### Stated goal
Copy the records from the line containing "Target: blue sky" through the end of the records, changing "goal post" to "goalpost" and leaving everything else unchanged.

### Input
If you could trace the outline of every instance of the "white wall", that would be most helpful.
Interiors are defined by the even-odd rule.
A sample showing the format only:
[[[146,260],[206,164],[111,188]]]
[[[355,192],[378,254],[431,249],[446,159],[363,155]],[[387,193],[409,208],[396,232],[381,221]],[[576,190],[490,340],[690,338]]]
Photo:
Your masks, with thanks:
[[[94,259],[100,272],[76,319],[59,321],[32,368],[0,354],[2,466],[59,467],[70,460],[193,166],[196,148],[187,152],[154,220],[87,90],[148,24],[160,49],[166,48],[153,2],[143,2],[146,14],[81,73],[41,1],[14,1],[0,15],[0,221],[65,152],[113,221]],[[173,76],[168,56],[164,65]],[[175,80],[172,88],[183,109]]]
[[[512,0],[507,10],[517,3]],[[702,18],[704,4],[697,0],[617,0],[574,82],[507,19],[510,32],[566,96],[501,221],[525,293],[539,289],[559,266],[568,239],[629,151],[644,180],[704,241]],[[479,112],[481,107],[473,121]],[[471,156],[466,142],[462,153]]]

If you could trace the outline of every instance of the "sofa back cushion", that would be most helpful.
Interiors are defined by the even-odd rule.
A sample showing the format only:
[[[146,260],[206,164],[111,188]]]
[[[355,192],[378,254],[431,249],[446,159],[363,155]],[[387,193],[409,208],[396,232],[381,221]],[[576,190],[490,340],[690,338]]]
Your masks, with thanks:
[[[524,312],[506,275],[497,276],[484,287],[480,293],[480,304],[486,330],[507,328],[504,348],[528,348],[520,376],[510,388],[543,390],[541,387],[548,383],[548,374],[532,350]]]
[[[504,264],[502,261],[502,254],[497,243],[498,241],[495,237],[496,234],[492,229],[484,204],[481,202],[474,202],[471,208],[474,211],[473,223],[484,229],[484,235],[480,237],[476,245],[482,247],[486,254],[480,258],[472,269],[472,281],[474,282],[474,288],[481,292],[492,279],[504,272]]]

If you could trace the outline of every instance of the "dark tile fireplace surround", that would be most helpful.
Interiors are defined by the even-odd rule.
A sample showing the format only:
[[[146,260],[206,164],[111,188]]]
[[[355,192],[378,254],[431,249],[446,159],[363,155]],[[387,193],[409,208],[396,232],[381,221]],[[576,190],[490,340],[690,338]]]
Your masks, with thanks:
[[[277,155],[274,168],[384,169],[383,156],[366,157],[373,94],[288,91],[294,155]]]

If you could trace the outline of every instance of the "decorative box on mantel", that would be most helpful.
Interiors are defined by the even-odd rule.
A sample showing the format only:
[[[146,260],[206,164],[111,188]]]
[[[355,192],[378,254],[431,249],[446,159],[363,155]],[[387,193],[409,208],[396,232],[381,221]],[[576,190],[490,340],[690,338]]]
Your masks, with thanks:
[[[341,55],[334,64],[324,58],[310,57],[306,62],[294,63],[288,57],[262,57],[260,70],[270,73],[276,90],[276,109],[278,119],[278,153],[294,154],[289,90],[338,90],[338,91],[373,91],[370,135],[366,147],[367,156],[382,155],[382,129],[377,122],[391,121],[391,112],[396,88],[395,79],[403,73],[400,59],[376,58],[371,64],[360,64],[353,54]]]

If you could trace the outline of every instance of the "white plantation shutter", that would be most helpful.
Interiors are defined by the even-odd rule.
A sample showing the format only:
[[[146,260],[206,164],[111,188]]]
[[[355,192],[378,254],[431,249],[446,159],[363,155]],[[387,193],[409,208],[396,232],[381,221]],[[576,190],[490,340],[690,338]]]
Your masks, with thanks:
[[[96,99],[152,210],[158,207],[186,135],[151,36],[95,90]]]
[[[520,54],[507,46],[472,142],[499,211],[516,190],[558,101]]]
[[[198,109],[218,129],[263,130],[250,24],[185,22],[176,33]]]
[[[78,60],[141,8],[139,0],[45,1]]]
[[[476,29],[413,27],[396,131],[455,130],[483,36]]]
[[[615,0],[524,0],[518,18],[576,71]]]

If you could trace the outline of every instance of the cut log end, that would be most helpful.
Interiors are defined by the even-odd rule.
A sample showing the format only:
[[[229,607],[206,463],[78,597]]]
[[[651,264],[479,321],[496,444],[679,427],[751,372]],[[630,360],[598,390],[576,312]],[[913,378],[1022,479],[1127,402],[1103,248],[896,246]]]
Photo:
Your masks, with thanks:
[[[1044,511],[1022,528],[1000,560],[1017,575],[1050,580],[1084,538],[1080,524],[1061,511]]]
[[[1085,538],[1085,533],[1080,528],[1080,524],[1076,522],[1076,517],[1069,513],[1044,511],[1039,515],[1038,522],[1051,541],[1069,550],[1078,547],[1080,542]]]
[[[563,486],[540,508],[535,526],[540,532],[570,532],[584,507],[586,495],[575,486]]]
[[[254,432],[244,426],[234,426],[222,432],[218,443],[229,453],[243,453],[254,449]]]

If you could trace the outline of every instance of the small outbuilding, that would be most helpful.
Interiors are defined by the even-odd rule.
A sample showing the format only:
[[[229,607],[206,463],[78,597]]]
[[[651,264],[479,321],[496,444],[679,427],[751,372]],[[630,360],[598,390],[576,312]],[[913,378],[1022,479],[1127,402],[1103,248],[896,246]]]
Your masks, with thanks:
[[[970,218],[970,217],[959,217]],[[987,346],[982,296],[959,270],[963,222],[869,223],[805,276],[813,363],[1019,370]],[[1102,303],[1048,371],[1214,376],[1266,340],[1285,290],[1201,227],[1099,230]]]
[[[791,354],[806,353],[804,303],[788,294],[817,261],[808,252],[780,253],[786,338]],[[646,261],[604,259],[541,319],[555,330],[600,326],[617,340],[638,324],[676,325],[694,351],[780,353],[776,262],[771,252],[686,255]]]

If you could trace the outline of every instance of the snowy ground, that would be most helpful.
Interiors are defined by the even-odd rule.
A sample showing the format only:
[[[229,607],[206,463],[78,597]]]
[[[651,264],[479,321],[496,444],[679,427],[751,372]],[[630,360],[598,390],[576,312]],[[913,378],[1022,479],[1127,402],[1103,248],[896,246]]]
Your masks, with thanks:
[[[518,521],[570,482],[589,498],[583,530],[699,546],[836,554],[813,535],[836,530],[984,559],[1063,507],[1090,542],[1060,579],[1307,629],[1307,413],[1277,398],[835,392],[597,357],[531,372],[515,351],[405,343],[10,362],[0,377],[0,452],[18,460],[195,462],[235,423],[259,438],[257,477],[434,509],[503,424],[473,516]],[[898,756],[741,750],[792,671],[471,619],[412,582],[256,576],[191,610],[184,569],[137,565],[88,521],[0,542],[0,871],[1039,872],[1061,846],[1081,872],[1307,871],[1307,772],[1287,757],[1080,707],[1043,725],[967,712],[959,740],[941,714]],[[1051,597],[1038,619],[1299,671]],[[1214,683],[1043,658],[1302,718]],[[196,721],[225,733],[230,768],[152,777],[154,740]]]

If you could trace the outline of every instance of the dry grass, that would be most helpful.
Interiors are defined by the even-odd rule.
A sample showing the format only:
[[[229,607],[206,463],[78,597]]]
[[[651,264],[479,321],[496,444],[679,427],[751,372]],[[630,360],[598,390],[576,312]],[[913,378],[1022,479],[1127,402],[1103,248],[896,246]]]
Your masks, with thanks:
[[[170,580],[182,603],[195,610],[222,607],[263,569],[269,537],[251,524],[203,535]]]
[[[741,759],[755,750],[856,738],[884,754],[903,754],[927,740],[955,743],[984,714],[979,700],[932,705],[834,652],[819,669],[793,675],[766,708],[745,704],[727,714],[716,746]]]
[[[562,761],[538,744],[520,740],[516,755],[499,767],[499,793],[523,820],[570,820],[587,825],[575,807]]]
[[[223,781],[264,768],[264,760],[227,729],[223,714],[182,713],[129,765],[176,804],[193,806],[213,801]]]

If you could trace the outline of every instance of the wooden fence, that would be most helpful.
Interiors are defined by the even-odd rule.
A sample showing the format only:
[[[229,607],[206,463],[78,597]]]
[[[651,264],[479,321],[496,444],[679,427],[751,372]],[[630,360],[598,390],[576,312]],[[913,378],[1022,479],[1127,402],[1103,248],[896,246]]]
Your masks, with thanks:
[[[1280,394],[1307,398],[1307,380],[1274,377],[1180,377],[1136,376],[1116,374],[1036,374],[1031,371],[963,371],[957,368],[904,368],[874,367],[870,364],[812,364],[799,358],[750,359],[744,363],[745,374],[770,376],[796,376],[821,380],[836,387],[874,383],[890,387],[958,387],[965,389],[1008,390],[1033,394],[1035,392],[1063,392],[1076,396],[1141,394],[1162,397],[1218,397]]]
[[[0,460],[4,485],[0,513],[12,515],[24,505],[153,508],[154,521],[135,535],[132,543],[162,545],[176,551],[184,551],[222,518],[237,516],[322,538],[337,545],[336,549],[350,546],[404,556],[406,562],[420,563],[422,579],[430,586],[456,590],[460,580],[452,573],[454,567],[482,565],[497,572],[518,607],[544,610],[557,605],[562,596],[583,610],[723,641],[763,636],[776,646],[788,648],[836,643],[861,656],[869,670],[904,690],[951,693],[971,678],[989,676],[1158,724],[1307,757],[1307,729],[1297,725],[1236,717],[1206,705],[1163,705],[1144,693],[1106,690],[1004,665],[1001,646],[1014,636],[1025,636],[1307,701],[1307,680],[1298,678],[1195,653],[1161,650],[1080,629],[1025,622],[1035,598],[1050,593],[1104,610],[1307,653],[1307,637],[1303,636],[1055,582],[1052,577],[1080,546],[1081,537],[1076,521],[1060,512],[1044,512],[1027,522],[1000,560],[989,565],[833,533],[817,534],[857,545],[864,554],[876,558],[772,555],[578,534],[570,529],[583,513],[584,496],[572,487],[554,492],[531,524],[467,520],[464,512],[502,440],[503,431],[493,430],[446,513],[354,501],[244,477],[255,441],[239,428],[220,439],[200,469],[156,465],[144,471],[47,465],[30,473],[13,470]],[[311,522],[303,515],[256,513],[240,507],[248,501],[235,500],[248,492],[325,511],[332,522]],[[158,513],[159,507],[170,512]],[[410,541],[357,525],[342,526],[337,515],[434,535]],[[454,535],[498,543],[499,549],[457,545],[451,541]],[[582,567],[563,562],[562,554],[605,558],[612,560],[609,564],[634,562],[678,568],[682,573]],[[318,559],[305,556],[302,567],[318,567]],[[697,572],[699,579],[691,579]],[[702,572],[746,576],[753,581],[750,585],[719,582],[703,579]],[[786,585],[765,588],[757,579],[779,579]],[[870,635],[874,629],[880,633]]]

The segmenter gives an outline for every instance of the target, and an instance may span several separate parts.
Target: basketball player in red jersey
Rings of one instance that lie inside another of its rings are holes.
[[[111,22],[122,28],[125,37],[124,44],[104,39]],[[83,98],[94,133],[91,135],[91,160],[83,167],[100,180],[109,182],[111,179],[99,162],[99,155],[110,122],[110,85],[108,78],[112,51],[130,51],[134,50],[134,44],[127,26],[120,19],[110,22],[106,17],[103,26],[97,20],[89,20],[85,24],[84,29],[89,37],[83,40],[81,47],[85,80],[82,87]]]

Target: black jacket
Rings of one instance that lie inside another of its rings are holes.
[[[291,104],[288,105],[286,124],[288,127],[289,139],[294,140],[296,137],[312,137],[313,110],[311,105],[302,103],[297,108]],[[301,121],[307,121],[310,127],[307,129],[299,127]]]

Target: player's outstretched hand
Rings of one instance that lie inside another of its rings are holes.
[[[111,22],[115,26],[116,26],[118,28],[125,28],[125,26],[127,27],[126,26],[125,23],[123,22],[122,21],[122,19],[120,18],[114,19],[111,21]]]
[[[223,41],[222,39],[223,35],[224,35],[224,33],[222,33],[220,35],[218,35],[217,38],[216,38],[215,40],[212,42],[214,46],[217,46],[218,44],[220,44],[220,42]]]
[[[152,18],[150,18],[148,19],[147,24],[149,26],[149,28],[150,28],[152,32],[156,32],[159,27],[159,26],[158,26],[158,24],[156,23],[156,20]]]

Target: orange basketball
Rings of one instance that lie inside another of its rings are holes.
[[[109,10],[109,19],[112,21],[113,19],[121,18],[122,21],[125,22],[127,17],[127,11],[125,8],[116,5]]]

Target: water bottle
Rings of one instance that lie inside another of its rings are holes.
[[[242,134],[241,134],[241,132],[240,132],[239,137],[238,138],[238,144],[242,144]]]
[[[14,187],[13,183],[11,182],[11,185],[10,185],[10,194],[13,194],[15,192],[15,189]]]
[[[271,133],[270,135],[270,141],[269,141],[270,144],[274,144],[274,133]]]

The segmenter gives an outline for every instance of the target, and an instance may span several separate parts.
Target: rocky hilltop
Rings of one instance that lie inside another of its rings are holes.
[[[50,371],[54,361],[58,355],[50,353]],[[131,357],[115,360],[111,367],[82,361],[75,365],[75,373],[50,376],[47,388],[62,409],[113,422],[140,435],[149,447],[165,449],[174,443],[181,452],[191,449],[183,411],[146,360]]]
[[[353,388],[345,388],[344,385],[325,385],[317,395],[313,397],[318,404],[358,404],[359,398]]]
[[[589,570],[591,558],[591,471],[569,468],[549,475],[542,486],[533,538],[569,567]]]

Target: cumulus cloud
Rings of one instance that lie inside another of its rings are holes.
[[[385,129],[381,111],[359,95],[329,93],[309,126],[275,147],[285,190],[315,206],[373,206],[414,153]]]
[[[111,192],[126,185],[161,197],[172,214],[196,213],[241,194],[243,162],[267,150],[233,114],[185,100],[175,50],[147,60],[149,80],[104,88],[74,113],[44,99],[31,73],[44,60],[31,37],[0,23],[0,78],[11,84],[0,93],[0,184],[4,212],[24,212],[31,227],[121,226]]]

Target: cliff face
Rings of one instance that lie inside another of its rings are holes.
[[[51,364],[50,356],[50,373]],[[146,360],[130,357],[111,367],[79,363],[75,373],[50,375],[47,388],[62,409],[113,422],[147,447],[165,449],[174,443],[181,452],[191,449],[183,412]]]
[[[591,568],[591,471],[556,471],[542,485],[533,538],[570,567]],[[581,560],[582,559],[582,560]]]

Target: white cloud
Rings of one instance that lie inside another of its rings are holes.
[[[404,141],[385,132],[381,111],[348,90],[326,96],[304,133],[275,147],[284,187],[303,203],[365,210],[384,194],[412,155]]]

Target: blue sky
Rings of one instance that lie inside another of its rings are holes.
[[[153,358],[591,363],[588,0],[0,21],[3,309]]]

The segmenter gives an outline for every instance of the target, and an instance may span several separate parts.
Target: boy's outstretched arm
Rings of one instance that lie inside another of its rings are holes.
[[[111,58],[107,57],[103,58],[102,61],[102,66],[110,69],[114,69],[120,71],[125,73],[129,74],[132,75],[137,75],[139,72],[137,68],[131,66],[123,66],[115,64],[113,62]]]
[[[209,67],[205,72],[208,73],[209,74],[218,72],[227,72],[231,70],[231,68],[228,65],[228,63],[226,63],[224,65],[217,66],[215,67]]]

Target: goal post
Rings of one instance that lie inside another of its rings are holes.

### Reply to the task
Target: blue sky
Rings of one instance that lie inside another of its rings are holes.
[[[153,358],[591,363],[588,0],[0,21],[3,309]]]

The segmenter gives an outline for every instance of the target, and an instance may span several separate parts.
Target: boy's outstretched arm
Rings of one instance that lie inside another of its rings are holes.
[[[111,58],[107,57],[103,58],[102,61],[102,66],[110,69],[114,69],[120,71],[125,73],[129,74],[132,75],[137,75],[139,72],[137,68],[131,66],[123,66],[115,64],[113,62]]]
[[[209,67],[205,72],[208,73],[209,74],[218,72],[227,72],[231,70],[231,68],[228,65],[228,63],[226,63],[224,65],[217,66],[215,67]]]

Target: goalpost
Rings of one instance that lie inside another of its rings are holes.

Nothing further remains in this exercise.